### Records contained in a dataset:
_____
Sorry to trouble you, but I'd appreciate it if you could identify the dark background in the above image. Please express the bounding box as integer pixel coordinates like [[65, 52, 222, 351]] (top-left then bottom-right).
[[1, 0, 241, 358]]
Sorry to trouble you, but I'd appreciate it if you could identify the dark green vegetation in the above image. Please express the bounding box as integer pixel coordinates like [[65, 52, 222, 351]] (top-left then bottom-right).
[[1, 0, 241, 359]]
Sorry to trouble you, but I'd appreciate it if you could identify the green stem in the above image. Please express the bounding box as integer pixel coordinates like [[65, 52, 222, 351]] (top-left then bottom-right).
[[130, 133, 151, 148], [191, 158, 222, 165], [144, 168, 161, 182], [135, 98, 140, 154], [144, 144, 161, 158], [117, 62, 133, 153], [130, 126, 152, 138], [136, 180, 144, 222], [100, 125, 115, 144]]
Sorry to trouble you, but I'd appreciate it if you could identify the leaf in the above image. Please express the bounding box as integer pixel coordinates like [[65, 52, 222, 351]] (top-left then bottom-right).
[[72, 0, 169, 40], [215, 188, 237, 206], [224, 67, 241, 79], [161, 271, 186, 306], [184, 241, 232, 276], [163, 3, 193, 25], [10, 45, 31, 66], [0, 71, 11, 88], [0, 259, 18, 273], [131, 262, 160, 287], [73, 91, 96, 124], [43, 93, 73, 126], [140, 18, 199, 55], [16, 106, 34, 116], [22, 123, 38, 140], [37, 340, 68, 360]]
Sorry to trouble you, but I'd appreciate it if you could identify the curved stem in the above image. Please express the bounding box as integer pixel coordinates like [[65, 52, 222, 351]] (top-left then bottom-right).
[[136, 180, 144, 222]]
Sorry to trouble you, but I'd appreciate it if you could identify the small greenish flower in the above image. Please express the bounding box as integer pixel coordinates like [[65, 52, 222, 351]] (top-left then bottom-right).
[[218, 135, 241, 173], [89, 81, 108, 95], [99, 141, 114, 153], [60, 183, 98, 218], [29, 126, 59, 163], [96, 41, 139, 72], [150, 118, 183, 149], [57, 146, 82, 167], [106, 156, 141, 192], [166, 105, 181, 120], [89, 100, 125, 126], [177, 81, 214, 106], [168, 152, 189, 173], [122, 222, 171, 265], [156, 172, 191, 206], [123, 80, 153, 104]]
_____
### Work to be completed:
Repeat only what runs from the line holding "identify the curved" to the end of the data, keeping every line exactly as written, first and last included.

### Written answer:
Sorry to trouble you, but I'd appreciate it if you could identify the curved stem in the above image. Please express the bounding box as integer pixel coordinates like [[65, 52, 222, 351]] (top-left then bottom-right).
[[136, 180, 144, 222]]
Sorry to trouble you, but I'd appreciate it if you could identify the small greenish flower in the above image. Please express the bounding box as integer pixel coordinates like [[65, 52, 222, 351]] (top-left then bottom-right).
[[218, 135, 241, 173], [89, 81, 108, 95], [99, 141, 114, 153], [60, 183, 98, 218], [29, 126, 59, 163], [96, 41, 139, 72], [150, 118, 183, 149], [57, 146, 82, 167], [106, 156, 141, 192], [166, 105, 181, 120], [89, 100, 125, 126], [177, 81, 214, 106], [168, 152, 189, 173], [122, 222, 171, 265], [156, 172, 191, 206], [123, 80, 153, 104]]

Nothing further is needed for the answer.